Your task is to output the entries below word for word.

Position identification records
+---+

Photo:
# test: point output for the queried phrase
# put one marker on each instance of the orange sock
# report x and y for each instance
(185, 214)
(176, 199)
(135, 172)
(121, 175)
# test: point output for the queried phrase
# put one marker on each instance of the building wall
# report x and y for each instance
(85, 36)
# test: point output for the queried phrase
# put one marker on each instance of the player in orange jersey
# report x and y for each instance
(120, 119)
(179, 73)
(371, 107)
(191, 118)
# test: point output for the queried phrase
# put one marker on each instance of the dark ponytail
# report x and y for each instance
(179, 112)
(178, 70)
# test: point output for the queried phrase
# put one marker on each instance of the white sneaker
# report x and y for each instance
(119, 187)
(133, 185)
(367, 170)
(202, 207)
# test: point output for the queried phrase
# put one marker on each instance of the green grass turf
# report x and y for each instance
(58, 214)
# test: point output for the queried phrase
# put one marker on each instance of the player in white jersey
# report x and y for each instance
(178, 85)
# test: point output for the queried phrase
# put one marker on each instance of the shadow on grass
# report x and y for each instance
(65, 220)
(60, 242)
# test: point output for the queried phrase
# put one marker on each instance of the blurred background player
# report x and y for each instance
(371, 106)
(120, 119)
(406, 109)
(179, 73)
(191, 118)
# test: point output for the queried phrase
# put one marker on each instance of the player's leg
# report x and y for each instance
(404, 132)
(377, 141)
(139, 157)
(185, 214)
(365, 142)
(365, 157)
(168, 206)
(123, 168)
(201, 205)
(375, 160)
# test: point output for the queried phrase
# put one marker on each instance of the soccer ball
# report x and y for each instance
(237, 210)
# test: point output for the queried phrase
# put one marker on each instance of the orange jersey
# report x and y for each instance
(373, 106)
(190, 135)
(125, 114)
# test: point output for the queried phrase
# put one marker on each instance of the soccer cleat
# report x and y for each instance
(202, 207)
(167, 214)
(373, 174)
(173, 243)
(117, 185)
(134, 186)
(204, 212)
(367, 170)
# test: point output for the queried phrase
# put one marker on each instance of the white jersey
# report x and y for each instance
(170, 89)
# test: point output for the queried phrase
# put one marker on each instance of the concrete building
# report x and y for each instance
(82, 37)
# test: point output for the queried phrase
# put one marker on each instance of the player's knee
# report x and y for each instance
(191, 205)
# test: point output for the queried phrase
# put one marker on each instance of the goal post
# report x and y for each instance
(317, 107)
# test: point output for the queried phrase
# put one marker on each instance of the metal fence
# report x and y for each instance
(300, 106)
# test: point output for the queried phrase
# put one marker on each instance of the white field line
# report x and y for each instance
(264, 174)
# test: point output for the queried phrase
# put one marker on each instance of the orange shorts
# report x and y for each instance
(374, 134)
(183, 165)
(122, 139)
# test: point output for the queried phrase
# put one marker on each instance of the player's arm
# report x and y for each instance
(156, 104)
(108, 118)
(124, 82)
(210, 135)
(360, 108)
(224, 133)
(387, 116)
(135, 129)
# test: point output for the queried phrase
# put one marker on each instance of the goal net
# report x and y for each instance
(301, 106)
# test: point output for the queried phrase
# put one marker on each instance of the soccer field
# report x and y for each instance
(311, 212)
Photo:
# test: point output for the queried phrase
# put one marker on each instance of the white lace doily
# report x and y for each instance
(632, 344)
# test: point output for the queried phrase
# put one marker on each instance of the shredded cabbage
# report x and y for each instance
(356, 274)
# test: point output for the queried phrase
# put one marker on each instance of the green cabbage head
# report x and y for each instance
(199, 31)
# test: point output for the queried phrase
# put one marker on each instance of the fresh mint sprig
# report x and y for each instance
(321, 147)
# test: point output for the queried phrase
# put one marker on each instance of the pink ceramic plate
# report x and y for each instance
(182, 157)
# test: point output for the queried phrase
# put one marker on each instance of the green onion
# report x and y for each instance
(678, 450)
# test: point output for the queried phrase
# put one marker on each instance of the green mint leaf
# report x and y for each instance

+---+

**SOLUTION:**
Photo:
# test: point output for the queried phrase
# put one marker on each instance of the orange sock
# report x and y for each instance
(185, 214)
(176, 199)
(135, 172)
(121, 175)
# test: point output for the queried phrase
# put one marker on each instance of the building wall
# report x and y for each instance
(85, 36)
# test: point output for the queried phrase
# put one marker on each instance of the player in orange jersey
# report x and y for each instance
(120, 119)
(179, 73)
(371, 107)
(191, 118)
# test: point output for the queried phrase
# put one marker on each instance of the dark ponytail
# report x and y for each instance
(179, 112)
(178, 70)
# test: point output for the queried phrase
# put one marker on each instance of the white sneaker
# report x and y for each instance
(119, 187)
(133, 185)
(367, 170)
(202, 207)
# test: point output for the queried phrase
# put one marker on each instance of the green grass turf
# report x and y for each instance
(58, 214)
# test: point output for the queried phrase
# put one marker on each instance of the player in white jersey
# report x and y for each instance
(178, 85)
# test: point output for the queried phrase
# put one marker on each instance of the shadow on grass
# report x and y for each instance
(65, 220)
(60, 242)
# test: point output for the queried phrase
# put one marker on each instance of the blurred background player
# report x and y for each instance
(371, 106)
(120, 119)
(406, 109)
(179, 73)
(191, 118)
# test: point output for the queried phrase
# put one marker on each instance of the player's leg
# report x and y for each instance
(404, 132)
(377, 141)
(139, 157)
(185, 214)
(365, 142)
(365, 157)
(168, 206)
(123, 168)
(201, 205)
(375, 160)
# test: point output for the queried phrase
# put one marker on each instance of the soccer ball
# report x and y for each instance
(237, 210)
# test: point output for the queried phrase
# put one marker on each instance of the orange jersey
# report x and y for each instance
(373, 106)
(190, 135)
(125, 114)
# test: point output for the queried phrase
# put one marker on each instance of the soccer cleat
# report x and y for each instance
(202, 207)
(167, 214)
(373, 174)
(173, 243)
(117, 185)
(134, 186)
(204, 212)
(367, 170)
# test: point output for the queried phrase
# put one marker on each instance of the white jersey
# report x and y for each instance
(170, 89)
# test: point output for the queried phrase
# put one marker on each instance of the concrete building
# report x and y for each instance
(82, 37)
# test: point output for the queried phrase
# put one marker on each instance of the player's knee
# report x and y for each instance
(191, 205)
# test: point output for the queried phrase
# put one marker on each instance of the goal post
# report x and y for each instance
(317, 107)
# test: point output for the queried phrase
# put one marker on each instance of the metal fence
# report x and y for each instance
(300, 106)
# test: point output for the queried phrase
# put one marker on each instance of the white field line
# report x and y for each instance
(264, 174)
# test: point output for the queried phrase
# put one marker on each instance of the orange shorts
# report x and y for each instance
(374, 134)
(183, 165)
(122, 139)
# test: point output for the queried phrase
# put one marker on each instance of the player's arm
# report x and y for each instance
(156, 104)
(108, 118)
(124, 82)
(210, 135)
(360, 108)
(224, 133)
(387, 116)
(135, 129)
# test: point output for the queried phrase
# put one marker on each instance of the goal net
# report x and y for each instance
(301, 106)
# test: point output for the queried phrase
# put one marker on each instance of the soccer field
# report x and y for each instance
(311, 212)
Photo:
# test: point output for the queried phrase
# put one marker on each instance of the white lace doily
# report x and y for each instance
(632, 344)
# test: point output for the queried phrase
# put one marker on each instance of the shredded cabbage
# report x and y for each instance
(356, 274)
# test: point output for the queried phrase
# put one marker on each instance of the green cabbage head
# report x and y for each instance
(199, 31)
# test: point output for the queried phrase
# put one marker on each instance of the fresh mint sprig
# report x and y for each instance
(321, 147)
# test: point output for the queried phrase
# put one marker on each instance of the pink ceramic plate
# report x and y for each instance
(182, 157)
# test: point output for the queried phrase
# put one marker on each instance of the green onion
# report x and y for each instance
(678, 450)
# test: point output for the queried phrase
# put one marker on each instance of the green mint leaf
# report x and y for each instance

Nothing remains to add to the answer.